──────── Given records ────────

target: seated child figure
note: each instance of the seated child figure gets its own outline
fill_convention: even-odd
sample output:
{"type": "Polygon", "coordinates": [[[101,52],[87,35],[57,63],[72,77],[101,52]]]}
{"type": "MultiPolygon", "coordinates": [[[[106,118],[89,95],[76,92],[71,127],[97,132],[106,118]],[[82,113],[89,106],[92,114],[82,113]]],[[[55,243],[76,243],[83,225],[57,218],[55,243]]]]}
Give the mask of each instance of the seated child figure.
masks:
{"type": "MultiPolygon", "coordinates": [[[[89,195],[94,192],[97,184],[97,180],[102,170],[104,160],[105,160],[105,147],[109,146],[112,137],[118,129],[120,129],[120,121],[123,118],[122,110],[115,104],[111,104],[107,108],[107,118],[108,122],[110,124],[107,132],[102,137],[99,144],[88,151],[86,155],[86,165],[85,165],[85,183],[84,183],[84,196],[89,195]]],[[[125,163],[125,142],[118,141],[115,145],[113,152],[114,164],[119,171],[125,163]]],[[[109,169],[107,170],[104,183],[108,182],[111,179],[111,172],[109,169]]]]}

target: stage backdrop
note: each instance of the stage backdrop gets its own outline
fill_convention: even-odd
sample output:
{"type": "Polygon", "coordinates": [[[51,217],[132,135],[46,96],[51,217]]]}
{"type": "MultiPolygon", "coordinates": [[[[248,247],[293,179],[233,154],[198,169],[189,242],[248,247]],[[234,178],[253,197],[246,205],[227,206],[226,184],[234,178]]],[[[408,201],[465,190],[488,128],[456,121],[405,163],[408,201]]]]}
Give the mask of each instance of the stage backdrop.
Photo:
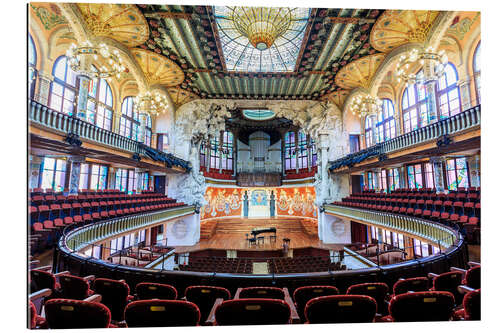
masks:
{"type": "Polygon", "coordinates": [[[207,204],[201,208],[201,219],[272,215],[317,218],[315,196],[312,186],[208,187],[205,193],[207,204]]]}

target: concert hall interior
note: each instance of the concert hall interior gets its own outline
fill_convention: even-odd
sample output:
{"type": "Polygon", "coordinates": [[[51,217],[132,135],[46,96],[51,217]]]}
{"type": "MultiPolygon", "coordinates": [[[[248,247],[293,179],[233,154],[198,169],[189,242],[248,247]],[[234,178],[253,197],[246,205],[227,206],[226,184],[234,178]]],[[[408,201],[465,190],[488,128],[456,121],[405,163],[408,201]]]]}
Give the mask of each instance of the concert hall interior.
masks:
{"type": "Polygon", "coordinates": [[[27,11],[28,328],[481,319],[480,12],[27,11]]]}

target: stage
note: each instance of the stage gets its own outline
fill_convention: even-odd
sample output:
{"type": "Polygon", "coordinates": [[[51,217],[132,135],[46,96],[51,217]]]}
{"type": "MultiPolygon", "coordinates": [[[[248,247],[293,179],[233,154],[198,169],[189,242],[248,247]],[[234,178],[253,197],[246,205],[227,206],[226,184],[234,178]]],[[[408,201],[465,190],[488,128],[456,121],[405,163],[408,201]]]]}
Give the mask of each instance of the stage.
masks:
{"type": "Polygon", "coordinates": [[[177,253],[205,249],[263,251],[283,248],[283,238],[290,239],[290,249],[315,247],[328,250],[341,250],[342,244],[324,244],[318,239],[317,223],[304,218],[224,218],[202,221],[200,242],[194,246],[177,246],[177,253]],[[273,233],[263,233],[263,244],[250,245],[254,228],[276,228],[276,242],[270,241],[273,233]]]}

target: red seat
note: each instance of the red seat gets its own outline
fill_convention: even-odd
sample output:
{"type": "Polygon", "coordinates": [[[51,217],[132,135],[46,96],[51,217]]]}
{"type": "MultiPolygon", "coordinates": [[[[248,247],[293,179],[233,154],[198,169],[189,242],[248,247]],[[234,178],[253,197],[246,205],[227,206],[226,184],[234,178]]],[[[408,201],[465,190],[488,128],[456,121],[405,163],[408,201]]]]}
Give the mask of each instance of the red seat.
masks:
{"type": "Polygon", "coordinates": [[[141,282],[135,286],[135,293],[138,300],[177,299],[177,290],[169,284],[141,282]]]}
{"type": "Polygon", "coordinates": [[[280,325],[290,322],[290,307],[280,299],[233,299],[215,309],[217,325],[280,325]]]}
{"type": "Polygon", "coordinates": [[[125,308],[128,327],[196,326],[199,321],[198,307],[188,301],[142,300],[125,308]]]}
{"type": "Polygon", "coordinates": [[[369,323],[377,312],[377,302],[364,295],[321,296],[307,302],[304,314],[310,324],[369,323]]]}
{"type": "Polygon", "coordinates": [[[389,316],[384,321],[447,321],[455,299],[447,291],[417,291],[394,296],[389,303],[389,316]]]}
{"type": "Polygon", "coordinates": [[[212,306],[217,298],[231,299],[231,293],[226,288],[213,286],[190,286],[184,291],[186,300],[193,302],[200,309],[201,320],[207,320],[212,306]]]}
{"type": "Polygon", "coordinates": [[[305,321],[304,308],[307,302],[319,296],[338,295],[339,290],[333,286],[305,286],[295,289],[293,300],[302,321],[305,321]]]}
{"type": "Polygon", "coordinates": [[[109,309],[100,303],[51,299],[45,303],[49,328],[107,328],[110,325],[109,309]]]}

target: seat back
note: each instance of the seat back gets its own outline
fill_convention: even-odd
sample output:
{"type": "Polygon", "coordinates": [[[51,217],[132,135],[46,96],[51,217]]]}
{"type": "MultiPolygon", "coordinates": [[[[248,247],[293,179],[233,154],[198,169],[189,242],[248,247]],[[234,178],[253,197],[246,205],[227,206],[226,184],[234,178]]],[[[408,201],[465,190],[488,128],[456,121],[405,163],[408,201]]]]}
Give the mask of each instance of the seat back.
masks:
{"type": "Polygon", "coordinates": [[[196,326],[200,321],[198,307],[180,300],[142,300],[125,308],[128,327],[196,326]]]}
{"type": "Polygon", "coordinates": [[[231,293],[226,288],[213,286],[190,286],[184,291],[186,300],[193,302],[200,309],[201,320],[205,321],[217,298],[231,299],[231,293]]]}
{"type": "Polygon", "coordinates": [[[332,295],[307,302],[304,314],[311,324],[369,323],[375,318],[377,302],[365,295],[332,295]]]}
{"type": "Polygon", "coordinates": [[[71,299],[51,299],[45,303],[49,328],[107,328],[109,309],[100,303],[71,299]]]}
{"type": "Polygon", "coordinates": [[[389,292],[387,284],[382,282],[360,283],[350,286],[347,295],[366,295],[373,297],[377,301],[379,313],[386,312],[385,297],[389,292]]]}
{"type": "Polygon", "coordinates": [[[280,299],[233,299],[215,310],[217,325],[280,325],[290,321],[290,307],[280,299]]]}
{"type": "Polygon", "coordinates": [[[481,320],[481,289],[465,294],[463,306],[465,320],[481,320]]]}
{"type": "Polygon", "coordinates": [[[389,313],[394,321],[449,320],[455,298],[447,291],[418,291],[394,296],[389,313]]]}
{"type": "Polygon", "coordinates": [[[61,298],[82,300],[89,294],[89,283],[79,276],[64,274],[59,277],[59,284],[61,298]]]}
{"type": "Polygon", "coordinates": [[[295,302],[295,307],[297,308],[297,312],[299,313],[300,318],[304,321],[304,308],[306,307],[307,302],[319,296],[330,296],[338,294],[339,290],[337,289],[337,287],[333,286],[305,286],[295,289],[293,293],[293,300],[295,302]]]}
{"type": "Polygon", "coordinates": [[[169,284],[141,282],[135,286],[138,300],[177,299],[177,290],[169,284]]]}
{"type": "Polygon", "coordinates": [[[52,273],[32,269],[30,271],[30,293],[49,288],[52,291],[56,288],[56,278],[52,273]]]}
{"type": "Polygon", "coordinates": [[[94,291],[102,296],[101,303],[111,311],[113,320],[123,320],[123,311],[127,305],[130,289],[125,282],[98,278],[94,281],[94,291]]]}
{"type": "Polygon", "coordinates": [[[285,299],[285,293],[276,287],[247,287],[241,289],[240,298],[285,299]]]}
{"type": "Polygon", "coordinates": [[[481,266],[474,266],[465,273],[465,285],[473,289],[481,288],[481,266]]]}
{"type": "Polygon", "coordinates": [[[429,279],[426,277],[408,278],[399,280],[392,288],[394,295],[400,295],[409,291],[427,291],[429,290],[429,279]]]}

────────

State how many lines of the items above contain the word "figure". Give only the number.

3